◆ Ihre Aufgaben
1. Übertragen Sie die Zeilen der Einträge in eine nummerierte Liste und lassen Sie dabei Leerzeilen weg. Beginnen Sie mit der Zeile, die „Where can you spot the boy“ enthält, und hören Sie erst mit der letzten Zeile der Einträge auf.
2. Schreiben Sie den Text über den Mord an Ludwig Lessing im Anschluss an seinen letzten Satz weiter.

◆ Ausgewählter Text
Der Mord am deutschen Studenten und Spitzel Ludwig Lessing in Zürich 1835 enthüllte ein Netz von Spionage und politischem Aktivismus unter deutschen Exilanten in der Schweiz. Sein Tod verstärkte den internationalen Druck auf die Schweiz, hart gegen revolutionäre Flüchtlinge vorzugehen.
Patrik Süess / Schweizerisches Nationalmuseum
Am 3. November 1835 feierte Ludwig Lessing, aus Freienwalde bei Berlin stammend und seit dem Wintersemester 1834/35 Student der Rechtswissenschaft an der Universität Zürich, seinen 23. Geburtstag. Freunde schenkten ihm einen Strohkranz und eine Tabakpfeife aus Ton. Am Vormittag besuchte er Vorlesungen, nachmittags traf er sich im Café Littéraire mit seinem guten Freund Carl Cratz und einem Bekannten namens Karl August Baron von Eyb.

◆ Vorliegende Einträge
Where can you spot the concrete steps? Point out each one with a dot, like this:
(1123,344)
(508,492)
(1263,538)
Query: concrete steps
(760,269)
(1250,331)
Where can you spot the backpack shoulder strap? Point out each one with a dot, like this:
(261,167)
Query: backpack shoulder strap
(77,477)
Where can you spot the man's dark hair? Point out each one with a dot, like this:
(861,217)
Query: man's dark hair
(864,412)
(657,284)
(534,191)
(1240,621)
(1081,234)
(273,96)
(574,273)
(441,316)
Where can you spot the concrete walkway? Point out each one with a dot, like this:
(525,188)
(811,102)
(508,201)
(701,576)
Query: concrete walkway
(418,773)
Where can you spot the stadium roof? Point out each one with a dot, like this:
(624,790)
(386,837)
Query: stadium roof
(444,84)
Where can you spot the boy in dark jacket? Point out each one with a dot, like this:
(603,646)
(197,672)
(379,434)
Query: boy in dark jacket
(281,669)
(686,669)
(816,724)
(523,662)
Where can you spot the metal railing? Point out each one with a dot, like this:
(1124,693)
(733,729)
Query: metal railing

◆ Ergebnisse der Übung
1.
1. Where can you spot the boy in dark jacket? Point out each one with a dot, like this:
2. (603,646)
3. (197,672)
4. (379,434)
5. Query: boy in dark jacket
6. (281,669)
7. (686,669)
8. (816,724)
9. (523,662)
10. Where can you spot the metal railing? Point out each one with a dot, like this:
11. (1124,693)
12. (733,729)
13. Query: metal railing

2.
Ihnen berichtete Lessing, dass er am Abend nicht wie sonst ins «Grüne Häusli», ein von deutschen Studenten häufig frequentiertes Lokal, komme, da er «etwas vorhabe». Auch seiner Vermieterin Frau Locher-v. Muralt sagte er, er gehe des Abends «in eine Gesellschaft, in die er zu kommen versprochen» habe. Auf Frau Locher-v. Muralt wirkte er dabei ausgesprochen gut gelaunt. Nach einem kurzen Aufenthalt im Lesezimmer des Museums brach Lessing dann um halb sieben Uhr abends auf und ging der Sihl entlang in Richtung Enge. Hier verlor sich seine Spur.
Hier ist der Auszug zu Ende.